Work instruction:
What you return must match every record word for word.

Records drawn from a dataset
=== Begin Enclosure ===

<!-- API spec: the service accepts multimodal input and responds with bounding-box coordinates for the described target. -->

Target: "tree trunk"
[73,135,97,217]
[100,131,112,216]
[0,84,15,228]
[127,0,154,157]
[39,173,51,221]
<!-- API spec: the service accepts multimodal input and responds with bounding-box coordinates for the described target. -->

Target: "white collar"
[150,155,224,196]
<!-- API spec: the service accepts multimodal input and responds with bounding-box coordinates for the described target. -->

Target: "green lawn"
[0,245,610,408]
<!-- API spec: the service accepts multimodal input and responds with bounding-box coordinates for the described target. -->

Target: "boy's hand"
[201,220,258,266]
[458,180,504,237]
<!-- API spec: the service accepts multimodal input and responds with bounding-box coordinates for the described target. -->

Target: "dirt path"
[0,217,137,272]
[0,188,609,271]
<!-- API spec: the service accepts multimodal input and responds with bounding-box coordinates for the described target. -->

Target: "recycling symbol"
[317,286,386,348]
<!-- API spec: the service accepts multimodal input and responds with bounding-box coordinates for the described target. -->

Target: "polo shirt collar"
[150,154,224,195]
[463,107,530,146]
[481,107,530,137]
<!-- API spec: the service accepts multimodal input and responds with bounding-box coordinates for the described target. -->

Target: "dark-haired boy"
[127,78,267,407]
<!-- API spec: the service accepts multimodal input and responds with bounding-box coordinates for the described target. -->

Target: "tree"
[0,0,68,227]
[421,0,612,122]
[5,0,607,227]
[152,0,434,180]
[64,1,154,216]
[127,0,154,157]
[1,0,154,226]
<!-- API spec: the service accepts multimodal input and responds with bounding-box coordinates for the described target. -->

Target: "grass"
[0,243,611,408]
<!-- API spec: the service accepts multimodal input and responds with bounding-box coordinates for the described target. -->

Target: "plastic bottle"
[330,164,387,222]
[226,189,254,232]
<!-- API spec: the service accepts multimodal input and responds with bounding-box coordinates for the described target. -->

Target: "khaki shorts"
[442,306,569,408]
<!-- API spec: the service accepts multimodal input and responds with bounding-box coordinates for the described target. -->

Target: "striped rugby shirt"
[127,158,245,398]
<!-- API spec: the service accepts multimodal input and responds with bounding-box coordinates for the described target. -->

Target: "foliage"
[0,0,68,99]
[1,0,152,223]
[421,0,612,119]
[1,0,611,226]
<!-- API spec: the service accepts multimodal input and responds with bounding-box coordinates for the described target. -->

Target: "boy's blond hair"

=== End Enclosure ===

Exercise response:
<!-- API spec: the service accepts multimodal input and responds with bounding-box coordinates for the described target. -->

Target: "tree trunk"
[73,135,97,217]
[100,131,112,216]
[0,84,15,228]
[127,0,154,157]
[39,173,51,221]
<!-- API spec: the service accepts multimodal input and responds with bounding-box coordinates for the described target. -->

Target: "white collar"
[150,155,224,196]
<!-- API spec: the service accepts multimodal input and responds with bounding-box coordinates for the described target. -->

Target: "green lawn"
[0,245,610,408]
<!-- API spec: the service accepts multimodal input and responds with bounding-box coordinates for the described target. -->

Target: "boy's hand"
[201,220,258,266]
[458,180,504,237]
<!-- API spec: the service accepts multimodal input and responds with bounding-box coordinates for the described target. -->

Target: "dirt path"
[0,217,137,272]
[0,188,609,271]
<!-- API spec: the service accepts multimodal input and responds with bounding-box coordinates for the described target. -->

Target: "recycling symbol"
[317,286,386,348]
<!-- API spec: the service accepts multimodal input and responds with bounding-box coordinates for the described target. -->

Target: "polo shirt collar"
[150,154,224,195]
[463,107,530,146]
[481,107,530,137]
<!-- API spec: the service accepts multimodal input and responds with bounding-box coordinates for the described target. -->

Target: "dark-haired boy"
[127,78,267,407]
<!-- API spec: the service accepts multimodal input and responds with bounding-box coordinates for the described target. -->

Target: "tree"
[0,0,68,227]
[421,0,612,122]
[5,0,607,227]
[152,0,434,180]
[64,1,154,216]
[127,0,154,157]
[1,0,154,226]
<!-- API spec: the service accepts multimodal input and responds with bounding-box coordinates for the described target. -->

Target: "grass"
[0,243,611,408]
<!-- API spec: the service accepts multimodal input and responds with bounding-box coordinates for the described target. -->

Target: "plastic bottle"
[330,164,387,222]
[226,189,254,232]
<!-- API spec: the service accepts multimodal input and responds with bounding-box coordinates for the described target. -->

Target: "khaki shorts"
[442,306,569,408]
<!-- API spec: the service accepts multimodal input and responds with bounding-box coordinates for the described target. -->

Target: "striped rugby shirt"
[127,158,245,398]
<!-- API spec: the service accepts multimodal input and responds with bounding-box coordinates for the described target. -->

Target: "foliage"
[0,0,68,99]
[1,0,152,223]
[421,0,612,119]
[1,0,611,226]
<!-- API spec: the service accepts multimodal input and responds with bounding-box coordinates for the described target. -->

Target: "boy's blond hair"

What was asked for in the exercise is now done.